Supplied records ::
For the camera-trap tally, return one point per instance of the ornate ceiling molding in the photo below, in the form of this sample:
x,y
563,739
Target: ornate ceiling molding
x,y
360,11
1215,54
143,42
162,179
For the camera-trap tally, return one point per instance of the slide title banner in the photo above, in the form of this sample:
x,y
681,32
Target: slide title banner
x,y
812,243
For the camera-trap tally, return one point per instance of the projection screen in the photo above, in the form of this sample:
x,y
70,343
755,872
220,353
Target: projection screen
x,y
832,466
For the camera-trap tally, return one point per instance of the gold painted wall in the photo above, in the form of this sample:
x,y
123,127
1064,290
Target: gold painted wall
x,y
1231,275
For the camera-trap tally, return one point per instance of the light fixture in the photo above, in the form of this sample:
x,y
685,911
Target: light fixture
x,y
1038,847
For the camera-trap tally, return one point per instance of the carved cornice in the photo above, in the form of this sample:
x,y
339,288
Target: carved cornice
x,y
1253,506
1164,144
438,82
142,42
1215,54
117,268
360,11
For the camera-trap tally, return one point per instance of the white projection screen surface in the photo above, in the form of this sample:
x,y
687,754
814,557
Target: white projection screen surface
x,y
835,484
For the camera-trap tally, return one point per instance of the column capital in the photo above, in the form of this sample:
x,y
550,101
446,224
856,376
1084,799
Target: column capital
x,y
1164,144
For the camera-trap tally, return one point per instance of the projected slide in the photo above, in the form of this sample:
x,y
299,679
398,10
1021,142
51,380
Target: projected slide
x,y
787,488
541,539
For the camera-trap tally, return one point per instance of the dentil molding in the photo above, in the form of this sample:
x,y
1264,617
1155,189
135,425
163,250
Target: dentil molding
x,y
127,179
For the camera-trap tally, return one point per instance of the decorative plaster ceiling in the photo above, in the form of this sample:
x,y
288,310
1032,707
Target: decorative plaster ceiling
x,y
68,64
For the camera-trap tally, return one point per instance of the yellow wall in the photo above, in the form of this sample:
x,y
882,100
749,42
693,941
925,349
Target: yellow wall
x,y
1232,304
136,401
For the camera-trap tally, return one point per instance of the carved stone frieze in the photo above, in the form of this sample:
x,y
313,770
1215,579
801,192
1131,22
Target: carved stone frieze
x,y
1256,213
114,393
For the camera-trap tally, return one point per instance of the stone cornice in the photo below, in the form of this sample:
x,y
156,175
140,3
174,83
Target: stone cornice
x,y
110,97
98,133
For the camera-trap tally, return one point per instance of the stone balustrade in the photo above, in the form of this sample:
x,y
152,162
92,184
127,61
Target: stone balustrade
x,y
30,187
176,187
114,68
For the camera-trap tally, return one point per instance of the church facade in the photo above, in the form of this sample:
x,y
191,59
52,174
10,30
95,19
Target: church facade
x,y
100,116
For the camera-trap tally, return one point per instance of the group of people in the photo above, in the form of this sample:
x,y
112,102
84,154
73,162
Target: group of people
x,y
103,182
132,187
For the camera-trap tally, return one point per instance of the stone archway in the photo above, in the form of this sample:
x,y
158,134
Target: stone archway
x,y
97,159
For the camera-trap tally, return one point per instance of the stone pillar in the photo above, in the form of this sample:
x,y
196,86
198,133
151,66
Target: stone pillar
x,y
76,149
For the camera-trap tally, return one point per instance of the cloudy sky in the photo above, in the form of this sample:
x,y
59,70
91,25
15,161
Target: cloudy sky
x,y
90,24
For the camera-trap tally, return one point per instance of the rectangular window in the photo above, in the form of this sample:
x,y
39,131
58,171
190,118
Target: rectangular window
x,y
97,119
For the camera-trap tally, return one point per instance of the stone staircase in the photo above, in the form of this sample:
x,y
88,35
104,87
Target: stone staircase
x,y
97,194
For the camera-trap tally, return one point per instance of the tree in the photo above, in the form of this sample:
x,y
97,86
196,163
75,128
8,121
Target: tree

Task to carry out :: Having read the entries, output all of them verbatim.

Answer space ::
For the camera-trap tally, return one point per instance of the ornate ceiling molding in the photo below, in the form of this sample:
x,y
563,739
Target: ornate ceiling molding
x,y
360,11
1215,54
143,42
162,179
For the camera-trap tally, return one point per instance of the slide title banner in the photo above, in the form of this sample:
x,y
681,32
Target: slide title banner
x,y
812,243
For the camera-trap tally, return one point per instance of the projection screen in the photo above, in the form of this sample:
x,y
70,343
755,872
220,353
Target: projection screen
x,y
832,466
For the camera-trap tally, return one point per instance of the gold painted wall in the photo above, in the form of this sample:
x,y
123,127
1064,290
Target: gold painted wall
x,y
1231,275
For the camera-trap tally, return one point per instance of the light fixture in the photo above, in the form of this sample:
x,y
685,911
Target: light fixture
x,y
1038,847
For the camera-trap tally, return one point per instance of the carved cornice in the photo above, in the form of this sample:
x,y
339,288
Target: carved cornice
x,y
1253,506
1164,144
438,82
142,42
1215,54
117,268
360,11
For the camera-trap tally, return one point per instance of the white projection screen surface in the photo above, in the form of this sample:
x,y
687,754
814,557
Target: white projection screen surface
x,y
835,484
For the camera-trap tally, return one point per instance of the column capital in the photo above, in the form of this sample:
x,y
550,101
446,224
856,376
1084,799
Target: column capital
x,y
1164,144
For the camera-trap tally, return one point per instance of the projected slide in the photo above, in the form of this sample:
x,y
299,679
398,10
1021,142
51,380
Target: projected slide
x,y
787,488
541,539
For the camera-trap tally, return one point per instance of the dentil molding in the photo above, in the form of this sample:
x,y
1264,617
1155,189
135,425
163,250
Target: dentil molding
x,y
127,179
For the camera-trap tally, return one point per instance of the decorative plaster ceiling in the photo above, in the form of this sample:
x,y
288,310
1032,707
Target: decorative plaster ceiling
x,y
68,64
For the camera-trap tally, return one point per instance of the yellow wall in the photo above, in the form of this sample:
x,y
882,100
749,42
693,941
925,349
Target: yellow wall
x,y
1232,304
136,401
For the camera-trap tally, return one point per instance of the carved stone frieze in the photo above, in the form of this sample:
x,y
313,770
1215,579
801,192
1131,22
Target: carved stone frieze
x,y
1256,213
114,393
For the camera-trap tally, return one point per instance of the stone cornice in the photo below, in the form of this sample:
x,y
156,175
140,3
174,83
Target: stone cornice
x,y
110,97
98,133
For the camera-trap tally, return one point per instance of the stone balustrade in the photo above, in the form of this sample:
x,y
152,162
92,184
127,61
Target: stone balustrade
x,y
30,187
176,187
114,68
For the camera-trap tally, return one point per instance of the church facade in the photo above, in the form of this sample:
x,y
191,59
52,174
10,30
95,19
Target: church facade
x,y
100,116
For the camera-trap tally, return one point per instance of the group of people in the photo above, in the form of this sample:
x,y
112,102
84,154
73,162
Target: group of people
x,y
103,182
132,187
For the camera-trap tally, return one point per instance of the stone archway in the photo above, in the form of this sample:
x,y
158,134
Target: stone archway
x,y
97,159
For the camera-trap tally, return one point per instance of the stone pillar in the photo above, in the form of this sample:
x,y
196,86
198,133
151,66
Target: stone pillar
x,y
76,149
For the camera-trap tally, return one point per instance of the cloudy sky in the photo above, in the form of this sample:
x,y
59,70
91,25
15,161
Target: cloudy sky
x,y
90,24
For the camera-trap tally, return one point per instance of the rectangular window in the photo above, in the form of this sample:
x,y
39,131
58,171
190,118
Target: rectangular window
x,y
97,119
For the camera-trap tally, return one point per instance of the stone staircase in the photo above, in the form of this sample:
x,y
88,35
104,87
Target: stone staircase
x,y
97,194
For the camera-trap tally, return one point per instance of the tree in the photo above, in the form of this sample:
x,y
97,86
196,163
75,128
8,121
Target: tree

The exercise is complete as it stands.